_Brief_: Rewrite the stretch of rows from the line containing "Make sure each instance of the dark" through the end of the rows, swapping "pilaster" for "column" and keeping everything else the same.

_Dataset_:

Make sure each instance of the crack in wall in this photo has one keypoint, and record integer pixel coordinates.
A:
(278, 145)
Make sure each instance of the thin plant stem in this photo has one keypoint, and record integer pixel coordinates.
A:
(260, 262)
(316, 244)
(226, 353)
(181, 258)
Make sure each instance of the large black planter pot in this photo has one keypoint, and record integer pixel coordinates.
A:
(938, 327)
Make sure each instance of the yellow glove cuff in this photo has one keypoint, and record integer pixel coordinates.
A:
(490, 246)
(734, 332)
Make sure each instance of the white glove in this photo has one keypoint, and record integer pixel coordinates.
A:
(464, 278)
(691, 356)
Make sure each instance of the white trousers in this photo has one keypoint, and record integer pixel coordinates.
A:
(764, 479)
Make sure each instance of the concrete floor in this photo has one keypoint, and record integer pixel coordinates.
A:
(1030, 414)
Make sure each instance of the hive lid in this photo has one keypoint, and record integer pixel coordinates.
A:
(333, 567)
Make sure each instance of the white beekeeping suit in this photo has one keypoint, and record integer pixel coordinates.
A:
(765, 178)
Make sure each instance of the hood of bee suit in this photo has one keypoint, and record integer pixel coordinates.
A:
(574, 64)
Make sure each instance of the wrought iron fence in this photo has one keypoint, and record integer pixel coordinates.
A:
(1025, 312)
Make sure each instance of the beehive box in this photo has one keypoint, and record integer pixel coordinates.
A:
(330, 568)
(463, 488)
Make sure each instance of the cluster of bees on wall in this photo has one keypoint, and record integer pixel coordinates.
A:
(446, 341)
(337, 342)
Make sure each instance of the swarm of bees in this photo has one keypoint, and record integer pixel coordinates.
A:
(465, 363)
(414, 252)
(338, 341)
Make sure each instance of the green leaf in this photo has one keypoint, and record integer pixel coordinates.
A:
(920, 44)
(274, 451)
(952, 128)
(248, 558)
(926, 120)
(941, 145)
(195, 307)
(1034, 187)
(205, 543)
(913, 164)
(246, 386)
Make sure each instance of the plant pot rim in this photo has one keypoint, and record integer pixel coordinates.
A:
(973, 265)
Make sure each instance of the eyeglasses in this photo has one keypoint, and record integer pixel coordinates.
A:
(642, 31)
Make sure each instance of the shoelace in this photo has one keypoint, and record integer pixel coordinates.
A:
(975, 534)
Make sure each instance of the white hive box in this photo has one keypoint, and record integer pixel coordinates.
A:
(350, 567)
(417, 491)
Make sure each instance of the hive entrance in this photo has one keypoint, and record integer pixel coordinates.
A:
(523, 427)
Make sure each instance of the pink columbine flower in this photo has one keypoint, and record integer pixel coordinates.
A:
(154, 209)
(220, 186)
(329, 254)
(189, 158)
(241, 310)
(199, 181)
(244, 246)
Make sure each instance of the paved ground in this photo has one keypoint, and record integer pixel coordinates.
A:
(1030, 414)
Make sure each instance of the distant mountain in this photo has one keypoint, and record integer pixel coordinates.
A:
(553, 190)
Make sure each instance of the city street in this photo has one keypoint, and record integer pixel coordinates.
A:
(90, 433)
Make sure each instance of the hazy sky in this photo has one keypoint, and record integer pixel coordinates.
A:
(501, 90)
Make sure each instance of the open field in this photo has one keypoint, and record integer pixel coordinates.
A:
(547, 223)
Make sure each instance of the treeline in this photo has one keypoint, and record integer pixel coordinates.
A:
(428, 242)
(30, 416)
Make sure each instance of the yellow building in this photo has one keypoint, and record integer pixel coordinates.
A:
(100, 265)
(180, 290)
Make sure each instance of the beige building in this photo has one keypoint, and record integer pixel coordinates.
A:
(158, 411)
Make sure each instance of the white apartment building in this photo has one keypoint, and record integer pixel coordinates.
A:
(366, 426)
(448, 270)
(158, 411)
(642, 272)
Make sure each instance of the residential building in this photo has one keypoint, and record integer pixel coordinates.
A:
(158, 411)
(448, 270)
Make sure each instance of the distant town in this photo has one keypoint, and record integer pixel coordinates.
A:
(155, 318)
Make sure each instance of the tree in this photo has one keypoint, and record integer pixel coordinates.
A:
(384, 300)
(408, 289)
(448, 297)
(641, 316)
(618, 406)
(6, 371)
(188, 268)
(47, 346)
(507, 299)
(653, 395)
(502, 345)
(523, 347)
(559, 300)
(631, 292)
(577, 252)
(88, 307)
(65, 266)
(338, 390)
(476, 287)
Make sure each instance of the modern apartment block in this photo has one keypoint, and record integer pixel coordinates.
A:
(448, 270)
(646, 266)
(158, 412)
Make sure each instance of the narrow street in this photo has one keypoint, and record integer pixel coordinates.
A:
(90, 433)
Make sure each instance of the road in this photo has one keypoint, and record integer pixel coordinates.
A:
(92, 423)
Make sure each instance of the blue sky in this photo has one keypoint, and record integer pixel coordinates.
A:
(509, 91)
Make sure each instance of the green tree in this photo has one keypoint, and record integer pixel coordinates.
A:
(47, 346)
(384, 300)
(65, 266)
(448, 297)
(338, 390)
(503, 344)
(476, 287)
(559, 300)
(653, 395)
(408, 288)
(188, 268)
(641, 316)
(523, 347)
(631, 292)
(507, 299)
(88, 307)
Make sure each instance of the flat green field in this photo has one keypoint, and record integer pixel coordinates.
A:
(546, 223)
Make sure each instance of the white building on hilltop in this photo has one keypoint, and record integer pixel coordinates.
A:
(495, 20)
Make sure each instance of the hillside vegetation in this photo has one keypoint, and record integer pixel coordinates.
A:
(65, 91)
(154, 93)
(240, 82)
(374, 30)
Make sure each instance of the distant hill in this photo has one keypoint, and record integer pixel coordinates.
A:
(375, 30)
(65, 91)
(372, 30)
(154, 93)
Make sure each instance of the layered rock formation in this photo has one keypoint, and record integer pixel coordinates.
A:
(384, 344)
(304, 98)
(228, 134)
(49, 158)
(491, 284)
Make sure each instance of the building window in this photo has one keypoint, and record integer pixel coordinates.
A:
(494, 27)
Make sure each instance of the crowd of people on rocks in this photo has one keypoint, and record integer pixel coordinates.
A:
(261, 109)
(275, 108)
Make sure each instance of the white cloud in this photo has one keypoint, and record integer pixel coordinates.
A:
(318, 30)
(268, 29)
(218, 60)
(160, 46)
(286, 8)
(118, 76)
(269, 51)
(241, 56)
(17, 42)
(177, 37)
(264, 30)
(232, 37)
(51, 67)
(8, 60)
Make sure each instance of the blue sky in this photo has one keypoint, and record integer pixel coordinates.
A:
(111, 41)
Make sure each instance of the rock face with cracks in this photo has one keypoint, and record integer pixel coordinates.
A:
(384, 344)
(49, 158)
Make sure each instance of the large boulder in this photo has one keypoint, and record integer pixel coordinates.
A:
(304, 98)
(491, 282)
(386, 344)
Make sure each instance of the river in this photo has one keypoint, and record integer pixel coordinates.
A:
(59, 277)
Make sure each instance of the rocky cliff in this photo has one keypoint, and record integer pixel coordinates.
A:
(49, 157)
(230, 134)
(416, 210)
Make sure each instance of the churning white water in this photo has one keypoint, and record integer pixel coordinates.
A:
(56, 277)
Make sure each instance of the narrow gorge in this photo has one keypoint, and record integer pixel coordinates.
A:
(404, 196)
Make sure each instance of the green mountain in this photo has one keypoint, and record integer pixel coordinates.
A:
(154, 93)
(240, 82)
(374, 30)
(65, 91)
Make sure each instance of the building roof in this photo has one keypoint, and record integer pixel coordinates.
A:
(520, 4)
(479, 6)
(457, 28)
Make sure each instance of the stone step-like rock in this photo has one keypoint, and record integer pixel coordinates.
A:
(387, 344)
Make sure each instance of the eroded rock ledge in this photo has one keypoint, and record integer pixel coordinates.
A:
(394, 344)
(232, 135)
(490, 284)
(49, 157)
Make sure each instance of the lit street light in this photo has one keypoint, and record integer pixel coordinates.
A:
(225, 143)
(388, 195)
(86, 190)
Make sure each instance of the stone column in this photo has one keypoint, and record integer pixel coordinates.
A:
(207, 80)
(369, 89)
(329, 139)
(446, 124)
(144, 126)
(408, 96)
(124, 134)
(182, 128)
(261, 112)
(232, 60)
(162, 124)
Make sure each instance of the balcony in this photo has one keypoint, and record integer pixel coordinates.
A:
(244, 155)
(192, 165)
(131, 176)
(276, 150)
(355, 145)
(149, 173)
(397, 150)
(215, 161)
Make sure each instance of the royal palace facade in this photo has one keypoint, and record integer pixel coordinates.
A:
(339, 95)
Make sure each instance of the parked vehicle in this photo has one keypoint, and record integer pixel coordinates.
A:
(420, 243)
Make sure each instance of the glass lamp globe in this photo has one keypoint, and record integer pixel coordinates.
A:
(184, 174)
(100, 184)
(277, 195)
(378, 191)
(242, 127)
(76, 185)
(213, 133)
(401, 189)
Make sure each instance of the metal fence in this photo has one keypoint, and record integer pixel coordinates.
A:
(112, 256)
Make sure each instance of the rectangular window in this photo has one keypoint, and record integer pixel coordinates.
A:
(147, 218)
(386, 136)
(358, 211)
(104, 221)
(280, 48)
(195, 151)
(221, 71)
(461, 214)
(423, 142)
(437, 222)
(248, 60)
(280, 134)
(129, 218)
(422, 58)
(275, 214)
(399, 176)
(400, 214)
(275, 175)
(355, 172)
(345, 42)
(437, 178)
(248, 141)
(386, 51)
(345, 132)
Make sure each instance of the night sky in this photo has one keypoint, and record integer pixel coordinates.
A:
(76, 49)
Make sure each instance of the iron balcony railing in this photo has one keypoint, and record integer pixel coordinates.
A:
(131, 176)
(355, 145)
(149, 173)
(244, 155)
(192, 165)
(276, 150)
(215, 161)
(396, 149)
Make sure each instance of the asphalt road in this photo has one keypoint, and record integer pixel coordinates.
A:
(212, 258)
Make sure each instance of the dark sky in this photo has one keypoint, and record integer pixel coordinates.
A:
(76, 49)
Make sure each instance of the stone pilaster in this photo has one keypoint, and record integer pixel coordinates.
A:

_Output for this task_:
Make sure each instance of the dark sky in this photo has one keypoint, and record integer pixel coordinates.
A:
(76, 49)
Make sure each instance of the stone column in this photo has one keypoint, and record integer pixel coordinates.
A:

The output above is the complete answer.